**Extract provided:**
= = =

These coverage issues described in Section 3 meant that all four data sources had their own coverage and exhaustiveness constraints and so each on its own was insufficient to provide estimates of labour inputs that match the output concepts defined by the production boundary. Therefore, certain adjustments were necessary to bridge the labour concepts with the national accounts concepts. The survey identified four main categories of adjustments applied by countries.

The first concerned periodicity, where the original data sources may be collected on a different periodicity to the labour inputs. For example, in the UK the data from the Labour Force Survey (LFS) or a short-term employment survey may be collected monthly, however, our labour productivity estimates are commonly estimated on a quarterly or annual basis, in line with the main national accounts and gross domestic product (GDP) aggregates. Similarly, some administrative sources may collect data annually and it may be necessary to spline the data into a quarterly series or even extending series backwards, as the periodicity of the original data sources may vary over the years.

The second adjustment concerns aligning persons to jobs or jobs to persons. When the units of measure collected in the original data source differ from those used in the national accounts then it is important to align these unit measures as the ratio of persons to jobs can differ across countries. For example if the source collected information on jobs and the national accounts employment data was presented in number of persons worked, then it is important to adjust the jobs to persons.

= = =

**Record excerpts:**
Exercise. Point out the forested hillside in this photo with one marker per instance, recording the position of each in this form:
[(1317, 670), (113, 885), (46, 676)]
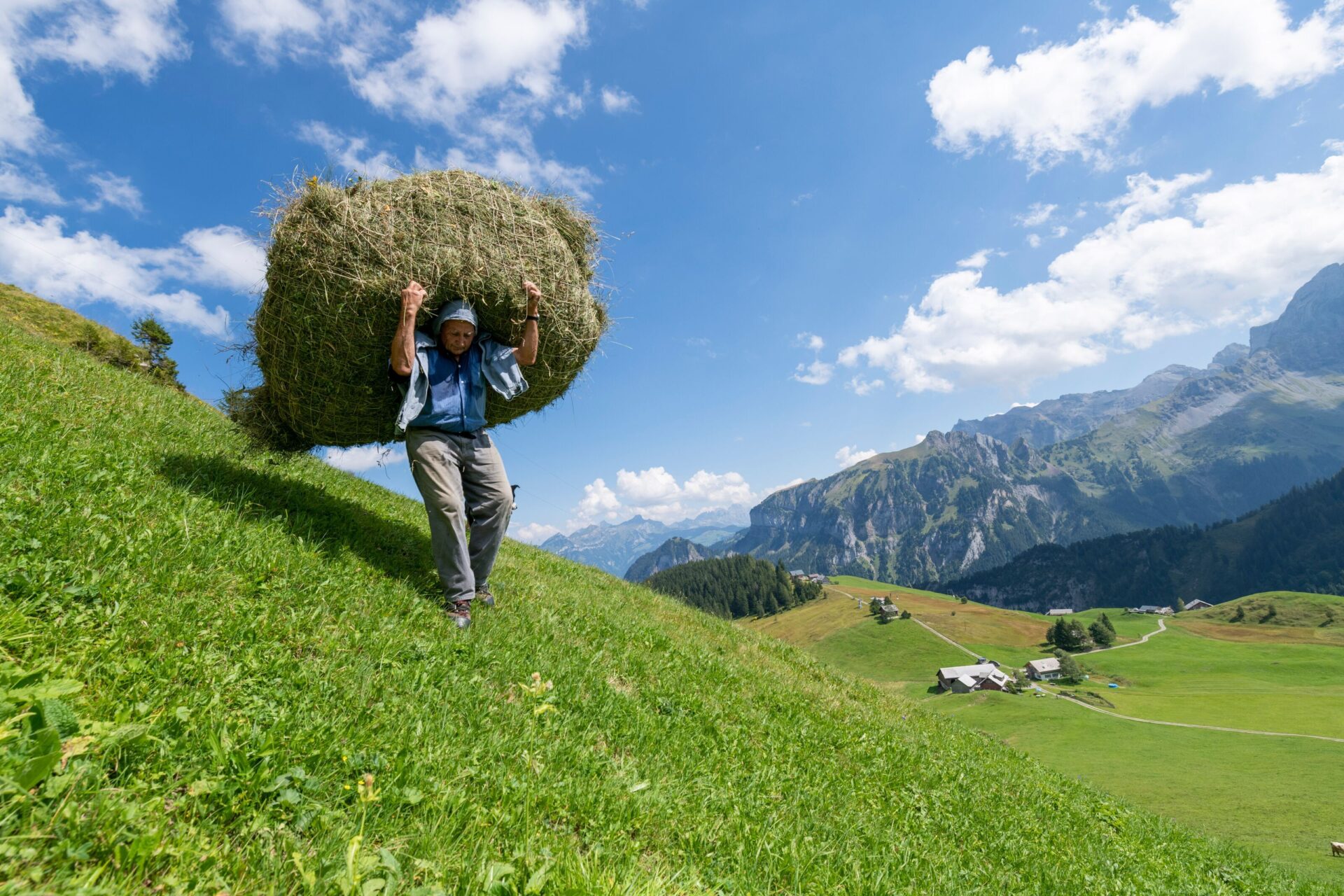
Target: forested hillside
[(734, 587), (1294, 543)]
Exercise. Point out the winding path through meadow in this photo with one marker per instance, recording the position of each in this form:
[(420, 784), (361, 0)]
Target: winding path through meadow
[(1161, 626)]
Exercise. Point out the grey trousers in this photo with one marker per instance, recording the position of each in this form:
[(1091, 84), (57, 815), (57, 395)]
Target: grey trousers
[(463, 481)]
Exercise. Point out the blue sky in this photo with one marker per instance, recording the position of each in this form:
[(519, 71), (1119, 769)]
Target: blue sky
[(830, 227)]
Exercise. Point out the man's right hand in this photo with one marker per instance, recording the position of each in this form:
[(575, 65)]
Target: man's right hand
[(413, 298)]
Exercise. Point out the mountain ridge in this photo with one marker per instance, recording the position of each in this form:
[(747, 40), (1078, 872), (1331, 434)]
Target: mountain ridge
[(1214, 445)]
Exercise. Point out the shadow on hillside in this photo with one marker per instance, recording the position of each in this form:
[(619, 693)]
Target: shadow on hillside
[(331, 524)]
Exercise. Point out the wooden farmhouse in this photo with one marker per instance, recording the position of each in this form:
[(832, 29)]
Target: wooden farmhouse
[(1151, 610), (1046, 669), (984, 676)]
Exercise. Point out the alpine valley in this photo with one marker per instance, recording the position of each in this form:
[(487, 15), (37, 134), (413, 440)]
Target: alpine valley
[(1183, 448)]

= = =

**Aim:** Please give the text on labor input adjustments again, beginning at the words "The second adjustment" and stopping after "the jobs to persons.", and switch "persons" to "workers" throughout.

**Solution to this problem:**
The second adjustment concerns aligning workers to jobs or jobs to workers. When the units of measure collected in the original data source differ from those used in the national accounts then it is important to align these unit measures as the ratio of workers to jobs can differ across countries. For example if the source collected information on jobs and the national accounts employment data was presented in number of workers worked, then it is important to adjust the jobs to workers.